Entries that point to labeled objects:

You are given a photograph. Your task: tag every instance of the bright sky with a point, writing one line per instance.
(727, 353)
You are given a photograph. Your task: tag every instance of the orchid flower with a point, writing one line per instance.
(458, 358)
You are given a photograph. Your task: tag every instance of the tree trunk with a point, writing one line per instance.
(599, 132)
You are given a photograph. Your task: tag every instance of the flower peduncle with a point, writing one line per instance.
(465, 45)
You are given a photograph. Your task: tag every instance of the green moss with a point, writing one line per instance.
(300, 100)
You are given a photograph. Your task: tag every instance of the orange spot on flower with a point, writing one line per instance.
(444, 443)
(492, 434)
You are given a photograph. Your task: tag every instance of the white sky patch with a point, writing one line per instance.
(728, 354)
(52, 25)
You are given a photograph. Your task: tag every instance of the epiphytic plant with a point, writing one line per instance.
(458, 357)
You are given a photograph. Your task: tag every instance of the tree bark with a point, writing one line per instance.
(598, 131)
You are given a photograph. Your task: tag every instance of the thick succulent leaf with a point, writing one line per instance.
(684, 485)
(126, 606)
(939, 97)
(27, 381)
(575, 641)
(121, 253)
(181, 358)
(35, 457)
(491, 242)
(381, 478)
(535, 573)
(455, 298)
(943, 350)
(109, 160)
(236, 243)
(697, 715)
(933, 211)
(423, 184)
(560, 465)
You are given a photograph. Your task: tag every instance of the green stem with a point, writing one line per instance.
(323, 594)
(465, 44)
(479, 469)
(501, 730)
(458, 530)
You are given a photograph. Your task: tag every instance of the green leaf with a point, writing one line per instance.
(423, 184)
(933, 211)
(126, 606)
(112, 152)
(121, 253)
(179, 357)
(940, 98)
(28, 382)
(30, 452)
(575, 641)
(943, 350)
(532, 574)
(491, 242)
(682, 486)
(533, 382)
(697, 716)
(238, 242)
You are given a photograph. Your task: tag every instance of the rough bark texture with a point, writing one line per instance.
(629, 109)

_GOAL OF THE EXERCISE_. Rewrite every line of the records above as one numbered list, leaving out any blank lines.

_RIGHT ANSWER_.
1. You are given a photograph. Your task: tag every instance of the bright sky with a point, writing one line per instance.
2. (727, 353)
3. You are given a photograph. Your task: tag every instance of the orchid flower with a point, writing one line per instance.
4. (458, 358)
5. You are given a photograph. Your task: tag every instance of the tree trunk with a point, writing one line per instance.
6. (599, 132)
7. You are given a photograph. Your task: tag every instance of the flower peduncle with a point, writing one line per instance.
8. (465, 45)
9. You are given a photograph. Your task: tag every instance of the green moss with a point, writing one line per instance.
10. (300, 100)
11. You are given a photograph. Your task: tag every instance of the orange spot on flower with a point, writing one line per instance.
12. (444, 443)
13. (492, 434)
14. You are given a photograph. Your task: tag every instance of the white sky patch with a point, writing one line per instance.
15. (728, 354)
16. (52, 25)
17. You are given a photograph. Your task: tag every instance of the epiphytic plant with a point, writing one line per instance.
18. (458, 357)
19. You are given a photograph. Your task: tag every instance of the tree bark with a point, writing one line per instance.
20. (598, 131)
21. You are given a photograph. Your task: tag every instance of the thick succulent leaf with a point, writing one line per instance.
22. (684, 485)
23. (126, 606)
24. (939, 97)
25. (27, 381)
26. (575, 641)
27. (121, 253)
28. (181, 358)
29. (35, 457)
30. (491, 242)
31. (381, 478)
32. (535, 573)
33. (455, 298)
34. (943, 350)
35. (109, 160)
36. (236, 243)
37. (697, 715)
38. (933, 211)
39. (423, 184)
40. (560, 465)
41. You are given a photograph. Your task: tag every instance of the green stem with a point, writing one line per instance.
42. (323, 594)
43. (465, 44)
44. (479, 469)
45. (501, 730)
46. (458, 530)
47. You are given a photograph. Your task: tag every instance of the green leaf with a point, writing one line per instance.
48. (423, 184)
49. (933, 211)
50. (126, 606)
51. (112, 152)
52. (121, 253)
53. (179, 357)
54. (940, 98)
55. (28, 382)
56. (30, 452)
57. (575, 641)
58. (943, 350)
59. (532, 574)
60. (491, 242)
61. (682, 486)
62. (533, 382)
63. (697, 716)
64. (238, 242)
65. You are given a photograph. Your task: tag every instance of the rough bark texture with a point, writing one line per instance.
66. (629, 109)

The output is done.